Text section:
* Start *
Say you play 7 numbers [n], in combinations of 5 [r] (1, 2, 3, 4, 5, 6, 7 for easy reading), your combinations would look like this:
1 2 3 4 5 _ _
1 2 3 4 _ 6 _
1 2 3 4 _ _ 7
1 2 3 _ 5 6 _
1 2 3 _ 5 _ 7
1 2 3 _ _ 6 7
1 2 _ 4 5 6 _
1 2 _ 4 5 _ 7
1 2 _ 4 _ 6 7
1 2 _ _ 5 6 7 and so on...

If you take a careful look at this underscored presentation (ola!), ignore the figures but take into account underscores itself, they are the binary count from 0 to 2^n, 7 in this case, but only the numbers that have r 1's in it!(here 2 1's)
Do you see this?
So what I meant is to continuously count from 0 to 2^n, eliminate all the binary numbers that have more or less 1's than r (2 here), and then, using the binary array like a mask, eliminate from the array of numbers n ones that match the position of 1's. I'll get the above picture.
* End *
Brief 1:
Collect every line of the records that contains the string "train", treating uppercase and lowercase as different.
The text and the records have no connection to each other.

Supplied material:
* Start *
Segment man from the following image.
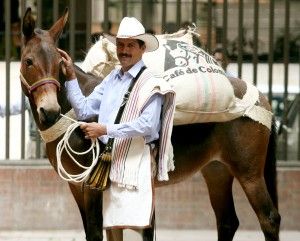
[59,17,175,232]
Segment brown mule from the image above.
[21,9,280,241]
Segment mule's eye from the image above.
[25,58,33,66]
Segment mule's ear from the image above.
[22,8,35,43]
[49,8,69,42]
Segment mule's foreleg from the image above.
[69,184,103,241]
[201,161,239,241]
[240,177,281,241]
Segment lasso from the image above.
[56,114,100,182]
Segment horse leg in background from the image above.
[142,212,155,241]
[69,184,103,241]
[201,161,239,241]
[227,122,280,241]
[106,229,123,241]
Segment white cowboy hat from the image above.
[104,17,159,52]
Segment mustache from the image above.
[119,53,131,58]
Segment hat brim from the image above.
[104,33,159,52]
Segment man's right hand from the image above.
[57,48,76,80]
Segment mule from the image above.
[20,9,280,241]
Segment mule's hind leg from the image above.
[201,161,239,241]
[239,177,280,241]
[69,184,103,241]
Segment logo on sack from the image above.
[163,40,225,81]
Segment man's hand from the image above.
[80,122,107,139]
[57,48,76,80]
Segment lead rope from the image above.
[56,114,100,182]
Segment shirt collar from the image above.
[117,59,145,79]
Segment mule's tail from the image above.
[264,118,278,209]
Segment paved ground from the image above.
[0,230,300,241]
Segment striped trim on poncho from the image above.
[110,69,175,188]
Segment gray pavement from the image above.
[0,229,300,241]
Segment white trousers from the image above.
[103,145,154,228]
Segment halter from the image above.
[20,72,60,95]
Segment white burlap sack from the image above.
[143,32,235,125]
[82,30,235,125]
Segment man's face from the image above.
[116,38,146,72]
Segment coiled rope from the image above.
[56,114,100,182]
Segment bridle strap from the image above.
[20,72,60,94]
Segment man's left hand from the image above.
[80,122,107,139]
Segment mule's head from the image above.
[20,8,68,129]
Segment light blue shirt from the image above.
[65,60,163,143]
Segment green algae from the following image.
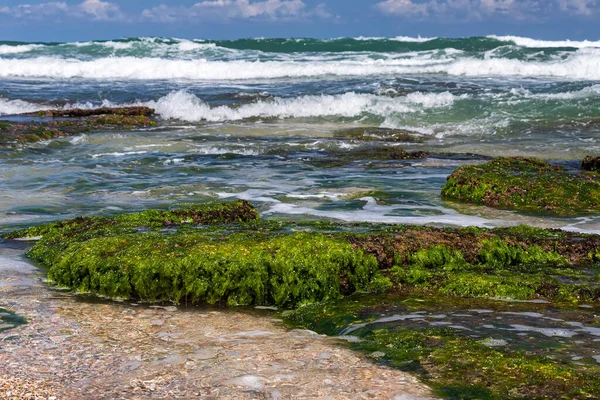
[581,156,600,171]
[442,157,600,216]
[284,296,600,399]
[0,308,27,333]
[37,233,380,307]
[5,201,600,307]
[310,146,429,168]
[5,206,600,399]
[0,107,156,146]
[333,127,425,143]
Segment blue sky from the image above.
[0,0,600,41]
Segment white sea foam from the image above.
[354,36,437,43]
[0,49,600,81]
[0,44,43,55]
[147,91,466,122]
[0,97,50,115]
[488,35,600,49]
[510,85,600,100]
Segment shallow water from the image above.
[0,37,600,232]
[310,296,600,368]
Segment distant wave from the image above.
[0,35,600,58]
[0,90,467,122]
[146,91,466,122]
[0,49,600,80]
[488,35,600,49]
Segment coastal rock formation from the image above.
[4,205,600,399]
[333,127,425,143]
[0,107,156,146]
[581,156,600,171]
[442,157,600,216]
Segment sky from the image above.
[0,0,600,42]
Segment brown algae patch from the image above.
[0,268,431,399]
[442,157,600,216]
[0,107,156,146]
[286,296,600,400]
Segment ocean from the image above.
[0,36,600,233]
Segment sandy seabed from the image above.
[0,245,432,400]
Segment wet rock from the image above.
[23,107,154,118]
[0,107,156,146]
[333,127,426,143]
[581,156,600,171]
[442,157,600,216]
[310,146,429,168]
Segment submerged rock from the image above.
[28,107,154,118]
[310,146,429,168]
[5,208,600,307]
[581,156,600,171]
[442,157,600,216]
[0,107,156,146]
[333,127,425,143]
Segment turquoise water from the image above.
[0,37,600,232]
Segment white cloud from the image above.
[141,0,333,22]
[375,0,598,20]
[0,2,69,19]
[77,0,125,21]
[557,0,598,15]
[0,0,125,21]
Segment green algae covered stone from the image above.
[442,157,600,216]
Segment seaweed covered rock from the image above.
[347,226,600,302]
[311,146,429,168]
[30,107,154,118]
[284,296,600,400]
[581,156,600,171]
[5,206,600,307]
[333,127,425,143]
[0,107,156,146]
[442,157,600,216]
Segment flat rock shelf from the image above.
[0,245,432,399]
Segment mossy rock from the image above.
[581,156,600,171]
[5,201,600,307]
[333,127,425,143]
[284,302,600,400]
[311,146,429,168]
[442,157,600,216]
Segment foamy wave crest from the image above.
[0,49,600,80]
[510,85,600,100]
[0,44,43,55]
[0,97,124,115]
[488,35,600,49]
[147,91,466,122]
[0,57,446,80]
[0,97,51,115]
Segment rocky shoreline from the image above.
[0,242,432,400]
[0,107,156,147]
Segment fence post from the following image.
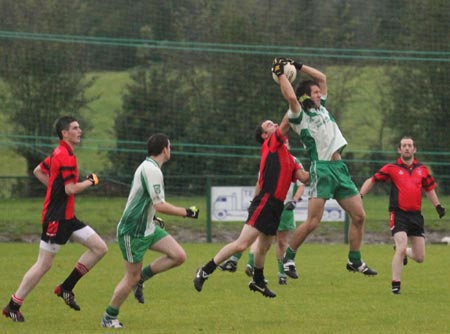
[206,177,212,243]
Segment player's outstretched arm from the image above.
[300,64,327,96]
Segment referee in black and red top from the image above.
[2,116,108,322]
[361,137,445,294]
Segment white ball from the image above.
[272,63,297,84]
[441,237,450,245]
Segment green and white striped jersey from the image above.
[288,96,347,161]
[117,157,165,238]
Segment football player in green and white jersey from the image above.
[101,133,199,328]
[272,58,377,276]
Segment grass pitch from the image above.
[0,243,450,334]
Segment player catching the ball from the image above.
[272,58,377,276]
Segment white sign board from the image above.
[211,186,345,222]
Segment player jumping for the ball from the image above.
[194,104,309,298]
[273,58,377,276]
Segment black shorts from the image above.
[389,210,425,237]
[246,194,284,235]
[41,217,86,245]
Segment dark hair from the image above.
[147,133,169,156]
[295,80,320,98]
[255,123,264,144]
[55,116,77,139]
[398,136,416,148]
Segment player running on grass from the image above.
[101,133,199,328]
[3,116,108,322]
[361,137,445,294]
[273,58,377,276]
[194,115,309,298]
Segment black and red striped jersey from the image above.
[258,128,301,201]
[40,140,78,222]
[372,158,436,211]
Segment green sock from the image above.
[105,305,119,319]
[277,259,286,277]
[284,247,297,260]
[247,253,255,268]
[141,265,155,281]
[230,253,242,262]
[348,251,362,266]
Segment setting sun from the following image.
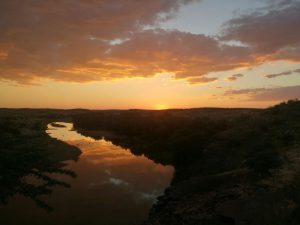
[154,103,169,110]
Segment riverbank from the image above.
[74,101,300,225]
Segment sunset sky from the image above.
[0,0,300,109]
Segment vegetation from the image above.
[0,110,80,211]
[74,100,300,225]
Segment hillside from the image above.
[74,100,300,225]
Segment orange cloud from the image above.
[226,73,244,81]
[224,85,300,101]
[221,0,300,62]
[0,0,300,84]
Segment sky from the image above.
[0,0,300,109]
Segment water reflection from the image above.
[0,123,173,225]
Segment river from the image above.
[3,122,174,225]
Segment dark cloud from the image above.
[264,69,300,79]
[226,73,244,81]
[0,0,202,83]
[0,0,300,84]
[264,70,293,78]
[224,85,300,101]
[108,30,254,78]
[221,1,300,61]
[187,77,218,84]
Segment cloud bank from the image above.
[0,0,300,84]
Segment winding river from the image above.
[0,122,174,225]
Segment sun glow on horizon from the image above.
[154,103,169,110]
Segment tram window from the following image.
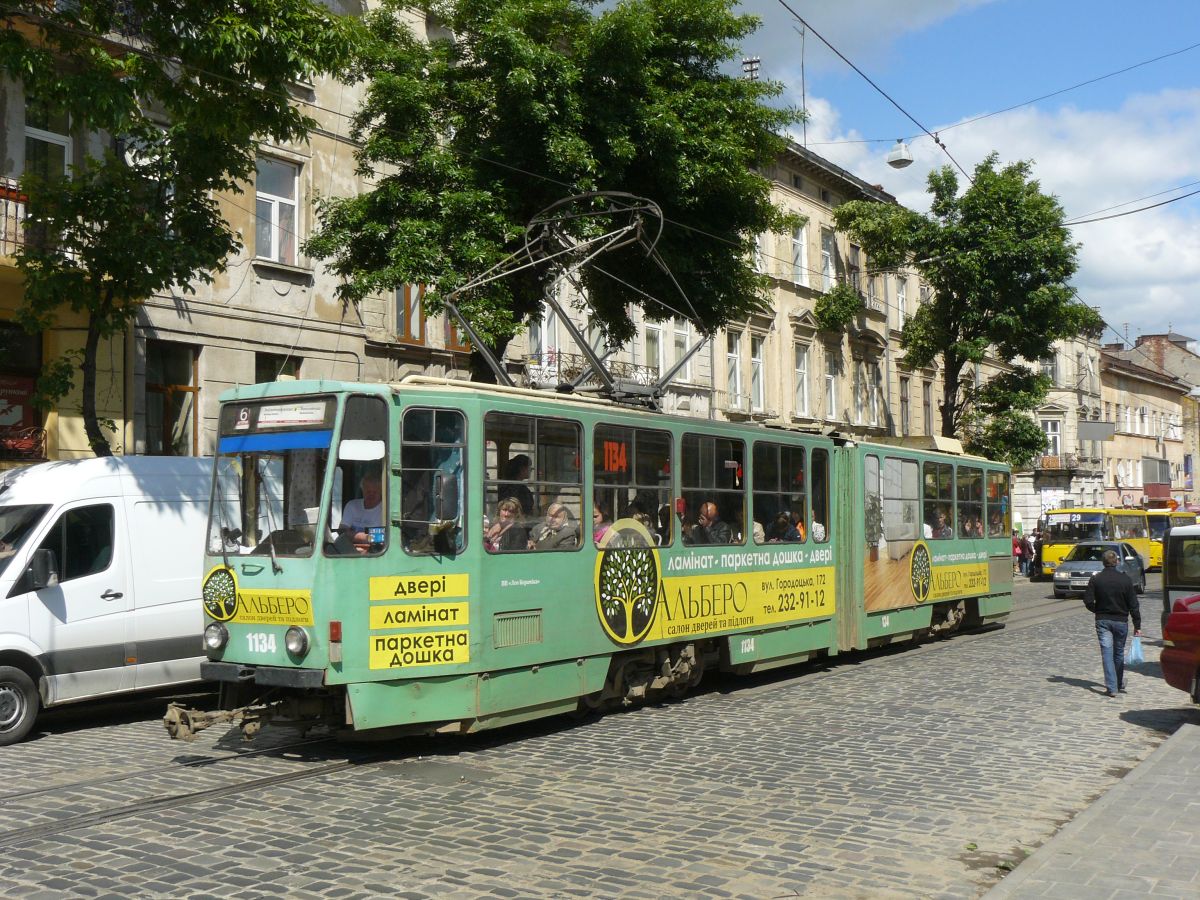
[484,413,583,553]
[988,472,1013,538]
[752,440,808,544]
[1112,512,1150,541]
[924,462,954,540]
[592,425,672,545]
[956,466,983,538]
[883,456,920,541]
[809,449,830,544]
[326,396,389,556]
[400,409,467,554]
[676,434,745,544]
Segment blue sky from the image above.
[742,0,1200,355]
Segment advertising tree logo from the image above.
[908,541,934,604]
[200,568,238,622]
[596,520,659,644]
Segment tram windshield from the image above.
[1045,512,1112,544]
[208,397,336,557]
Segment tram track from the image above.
[0,754,392,847]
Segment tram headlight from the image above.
[204,622,229,652]
[283,625,308,656]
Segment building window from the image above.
[646,322,666,378]
[846,244,863,293]
[674,319,691,382]
[792,226,809,288]
[796,344,809,415]
[529,304,559,370]
[1042,419,1062,456]
[750,335,767,413]
[821,229,838,292]
[254,156,300,265]
[826,349,838,419]
[396,284,425,344]
[866,362,880,426]
[254,353,300,384]
[145,341,199,456]
[25,97,71,179]
[1042,355,1058,388]
[725,331,742,409]
[854,361,866,425]
[445,316,470,353]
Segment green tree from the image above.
[306,0,800,378]
[834,154,1103,464]
[0,0,358,455]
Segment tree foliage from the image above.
[834,154,1102,458]
[0,0,356,455]
[306,0,799,374]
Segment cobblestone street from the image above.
[0,577,1200,898]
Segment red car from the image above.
[1159,595,1200,703]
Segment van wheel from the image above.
[0,666,37,746]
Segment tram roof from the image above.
[221,374,997,466]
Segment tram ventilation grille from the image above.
[492,610,541,649]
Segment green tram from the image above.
[167,377,1013,737]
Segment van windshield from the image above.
[0,504,49,575]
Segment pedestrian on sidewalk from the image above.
[1084,550,1141,697]
[1021,534,1033,576]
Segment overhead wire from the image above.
[810,43,1200,146]
[779,0,974,181]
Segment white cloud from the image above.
[739,0,994,75]
[794,86,1200,341]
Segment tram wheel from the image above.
[0,666,38,746]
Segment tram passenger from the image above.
[334,469,383,553]
[484,497,529,553]
[497,454,534,518]
[929,506,954,540]
[988,509,1004,538]
[592,499,612,544]
[767,512,800,544]
[685,500,733,545]
[529,503,580,550]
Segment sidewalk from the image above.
[984,725,1200,900]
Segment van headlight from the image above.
[283,625,308,656]
[204,622,229,652]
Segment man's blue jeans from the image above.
[1096,619,1129,694]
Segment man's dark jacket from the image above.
[1084,565,1141,631]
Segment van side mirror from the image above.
[28,547,59,590]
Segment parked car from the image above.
[1158,595,1200,703]
[1054,541,1146,598]
[0,456,212,746]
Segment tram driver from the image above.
[334,469,383,553]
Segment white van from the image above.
[0,456,212,746]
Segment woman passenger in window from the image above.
[484,497,529,553]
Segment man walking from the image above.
[1084,550,1141,697]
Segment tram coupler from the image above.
[162,703,260,740]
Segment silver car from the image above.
[1054,541,1146,598]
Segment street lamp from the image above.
[888,138,912,169]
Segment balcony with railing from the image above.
[524,350,659,388]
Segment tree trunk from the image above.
[82,316,113,456]
[941,358,962,438]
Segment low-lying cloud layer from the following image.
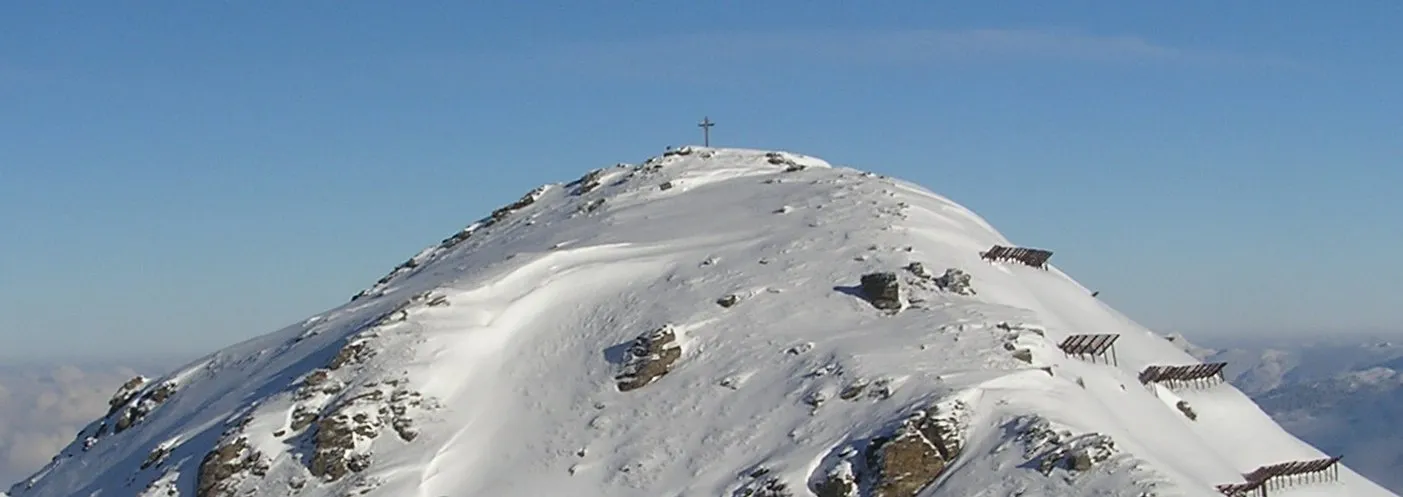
[0,364,168,489]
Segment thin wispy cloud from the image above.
[528,29,1294,78]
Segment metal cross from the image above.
[697,117,716,146]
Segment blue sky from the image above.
[0,0,1403,357]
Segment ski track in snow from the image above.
[10,147,1392,497]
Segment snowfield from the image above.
[10,147,1393,497]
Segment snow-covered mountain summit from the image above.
[10,147,1393,497]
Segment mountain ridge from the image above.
[10,147,1392,497]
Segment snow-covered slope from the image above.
[10,147,1392,497]
[1176,334,1403,491]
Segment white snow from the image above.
[10,147,1393,497]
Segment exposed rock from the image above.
[577,197,605,213]
[906,263,936,279]
[861,272,902,310]
[732,466,794,497]
[327,340,375,371]
[195,437,268,497]
[567,168,605,197]
[1174,400,1198,421]
[936,268,975,295]
[491,187,546,222]
[838,382,867,400]
[814,460,857,497]
[615,326,682,392]
[112,380,177,435]
[1019,418,1120,475]
[866,403,964,497]
[107,376,147,416]
[142,445,171,469]
[309,413,376,482]
[290,406,317,431]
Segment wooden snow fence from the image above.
[1056,334,1121,365]
[1218,456,1340,497]
[979,246,1052,270]
[1139,362,1228,389]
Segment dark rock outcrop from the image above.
[936,268,975,295]
[1174,400,1198,421]
[615,326,682,392]
[112,380,177,435]
[861,272,902,310]
[864,409,961,497]
[195,437,268,497]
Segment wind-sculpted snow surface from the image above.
[10,147,1392,497]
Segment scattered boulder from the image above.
[327,340,375,371]
[732,466,794,497]
[812,460,857,497]
[936,268,975,295]
[107,376,147,416]
[1174,400,1198,421]
[1019,418,1120,475]
[861,272,902,310]
[195,437,268,497]
[866,404,962,497]
[112,380,177,435]
[575,197,605,213]
[142,445,171,469]
[615,326,682,392]
[567,168,606,197]
[310,413,379,482]
[906,263,936,279]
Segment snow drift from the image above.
[10,147,1392,497]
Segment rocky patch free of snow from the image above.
[10,147,1392,497]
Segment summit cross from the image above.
[697,117,716,146]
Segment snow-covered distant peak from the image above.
[10,147,1392,497]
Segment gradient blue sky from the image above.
[0,0,1403,357]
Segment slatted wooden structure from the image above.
[979,246,1052,270]
[1218,456,1340,497]
[1058,334,1121,364]
[1139,362,1228,389]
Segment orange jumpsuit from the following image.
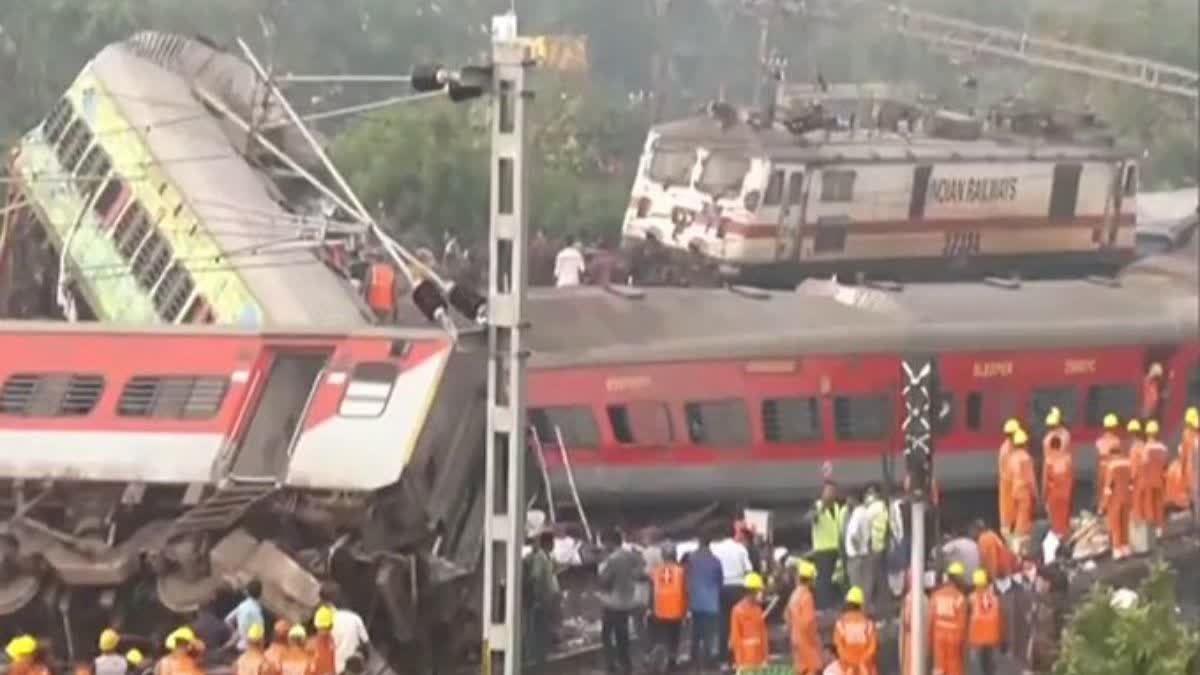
[929,584,967,675]
[1100,454,1133,556]
[234,646,278,675]
[1042,444,1075,537]
[976,530,1016,579]
[967,587,1004,649]
[724,597,769,675]
[1134,438,1168,528]
[1096,431,1121,508]
[1004,448,1038,537]
[833,609,880,675]
[996,436,1013,534]
[787,584,824,675]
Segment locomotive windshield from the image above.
[696,154,750,197]
[647,148,696,187]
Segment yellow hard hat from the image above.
[742,572,767,591]
[846,586,866,605]
[4,635,37,659]
[100,628,121,651]
[796,560,817,579]
[312,604,334,631]
[1046,406,1062,426]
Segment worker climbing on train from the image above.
[4,635,37,675]
[1098,429,1141,560]
[967,569,1004,675]
[730,572,770,673]
[263,619,292,673]
[1166,407,1200,509]
[929,561,967,675]
[234,623,278,675]
[1096,412,1121,509]
[280,623,316,675]
[785,560,824,675]
[833,586,880,675]
[308,604,337,675]
[1004,429,1038,554]
[1042,407,1075,538]
[1133,419,1169,537]
[92,628,130,675]
[155,626,203,675]
[996,418,1021,538]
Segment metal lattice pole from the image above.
[482,13,528,675]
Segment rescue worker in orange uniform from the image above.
[1134,419,1168,537]
[155,626,203,675]
[234,623,278,675]
[650,538,688,669]
[263,619,292,671]
[1099,437,1141,560]
[724,572,770,675]
[996,418,1021,538]
[929,561,967,675]
[833,586,880,675]
[1042,407,1075,537]
[1004,429,1038,552]
[1096,412,1121,509]
[1166,407,1200,509]
[967,569,1004,675]
[280,623,314,675]
[786,560,824,675]
[4,635,37,675]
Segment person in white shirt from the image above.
[331,600,371,675]
[554,237,586,288]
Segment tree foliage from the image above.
[1054,563,1200,675]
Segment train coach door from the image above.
[229,348,331,482]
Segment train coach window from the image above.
[833,394,892,441]
[762,396,822,443]
[1084,384,1138,429]
[683,399,750,448]
[821,171,858,202]
[116,375,229,419]
[337,362,400,417]
[1030,387,1079,429]
[0,372,104,417]
[608,401,674,446]
[529,406,600,448]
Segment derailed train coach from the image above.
[0,322,486,673]
[529,237,1200,507]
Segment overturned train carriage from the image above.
[0,322,485,671]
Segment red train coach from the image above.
[529,243,1200,502]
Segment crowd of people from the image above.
[5,581,370,675]
[529,401,1200,675]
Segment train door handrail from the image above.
[554,424,595,543]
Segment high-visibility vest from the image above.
[367,263,396,312]
[653,562,688,621]
[812,502,846,551]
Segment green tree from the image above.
[1054,563,1200,675]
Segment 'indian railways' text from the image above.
[929,178,1016,204]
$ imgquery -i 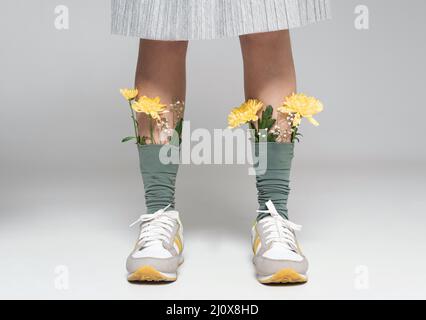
* End *
Brief 2:
Rewrite the passage on binary counting, starting at "So what I meant" and ending at "the above picture.", with "binary array" replaced by "bit pattern".

Exercise output 1:
Segment worker climbing on train from the image above.
Segment train coach door from the image above.
Segment train coach window from the image above.
Segment derailed train coach from the image above.
Segment overturned train carriage from the image above.
Segment red train coach from the image above.
Segment train door handrail from the image above.

Exercise output 2:
So what I meant is to continuously count from 0 to 2^n, eliminate all the binary numbers that have more or less 1's than r (2 here), and then, using the bit pattern like a mask, eliminate from the array of numbers n ones that match the position of 1's. I'll get the above picture.